__Supplied passage__:
# 2 weeks until reconciliation?



## everafter (Mar 10, 2011)

That is the timetable. I am both eager, and full of apprehension. Afraid that we'll fall back into our old ways of poor communication. (And his passive aggressive acts, and dishonesty.) I think things are going swimmingly along, but when we last went to the mc, so many cans of worms were opened that I think I should open a bait shop! Sex had been the best ever, but last time, I could tell I felt too wary emotionally for it to be as pleasureable. Still, it was nice to be held afterward for awhile. I still believe I may make it to the reconciliation section of TAM someday.


----------



## vivea (Jan 22, 2011)

11 days till mine 
I'm very nervous ,at least you've seen him because I haven't really in 4-5 months.I don't count his visits to see the kids which for 5 months have been 3-4 times for about 2-3 hrs each....if even that.
All the communication has been over the phone.Reconciliation proposition from him was over the phone in the beginning of March and I haven't seen him since.

__To do__:
Extract the part of the reconciliation thread that begins at the words "# 2 weeks until" and stops after "(Jan 22, 2011)". The listing is separate material and has no connection to the thread.

Records from a dataset
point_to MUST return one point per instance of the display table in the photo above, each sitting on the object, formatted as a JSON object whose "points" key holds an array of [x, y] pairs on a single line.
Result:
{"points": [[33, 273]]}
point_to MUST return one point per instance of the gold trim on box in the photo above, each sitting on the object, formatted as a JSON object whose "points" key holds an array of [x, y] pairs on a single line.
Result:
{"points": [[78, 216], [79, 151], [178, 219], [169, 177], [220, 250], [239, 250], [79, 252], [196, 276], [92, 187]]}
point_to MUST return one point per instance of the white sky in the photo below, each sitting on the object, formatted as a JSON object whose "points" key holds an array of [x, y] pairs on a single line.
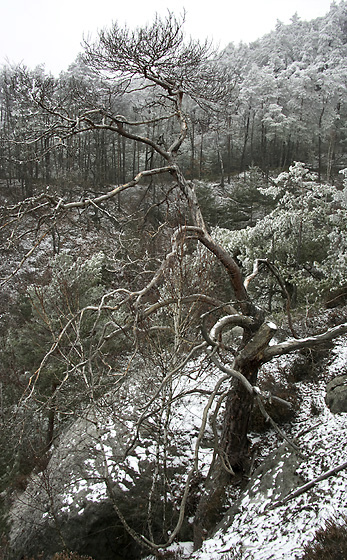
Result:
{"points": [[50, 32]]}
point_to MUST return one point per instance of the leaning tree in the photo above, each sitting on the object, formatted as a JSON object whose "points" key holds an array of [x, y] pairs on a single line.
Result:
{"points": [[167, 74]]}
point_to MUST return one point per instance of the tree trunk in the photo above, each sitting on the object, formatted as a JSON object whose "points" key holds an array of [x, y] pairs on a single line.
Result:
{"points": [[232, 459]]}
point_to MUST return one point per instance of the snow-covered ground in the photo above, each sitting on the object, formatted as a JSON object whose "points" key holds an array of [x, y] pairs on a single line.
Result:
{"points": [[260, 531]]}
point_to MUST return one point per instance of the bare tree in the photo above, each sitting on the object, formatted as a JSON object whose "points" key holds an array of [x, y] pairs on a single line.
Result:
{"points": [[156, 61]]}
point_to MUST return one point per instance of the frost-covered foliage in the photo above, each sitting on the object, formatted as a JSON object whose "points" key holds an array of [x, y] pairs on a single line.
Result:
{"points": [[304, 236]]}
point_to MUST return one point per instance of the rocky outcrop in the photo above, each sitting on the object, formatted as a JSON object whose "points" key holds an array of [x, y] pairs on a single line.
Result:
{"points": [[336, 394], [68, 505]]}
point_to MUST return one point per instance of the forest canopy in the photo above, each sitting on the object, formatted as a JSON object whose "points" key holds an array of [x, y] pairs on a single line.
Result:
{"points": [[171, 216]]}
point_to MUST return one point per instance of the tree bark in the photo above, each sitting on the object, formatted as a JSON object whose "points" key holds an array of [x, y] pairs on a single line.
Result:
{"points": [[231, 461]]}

__Finished task__:
# 2 weeks until reconciliation?



## everafter (Mar 10, 2011)

That is the timetable. I am both eager, and full of apprehension. Afraid that we'll fall back into our old ways of poor communication. (And his passive aggressive acts, and dishonesty.) I think things are going swimmingly along, but when we last went to the mc, so many cans of worms were opened that I think I should open a bait shop! Sex had been the best ever, but last time, I could tell I felt too wary emotionally for it to be as pleasureable. Still, it was nice to be held afterward for awhile. I still believe I may make it to the reconciliation section of TAM someday.


----------



## vivea (Jan 22, 2011)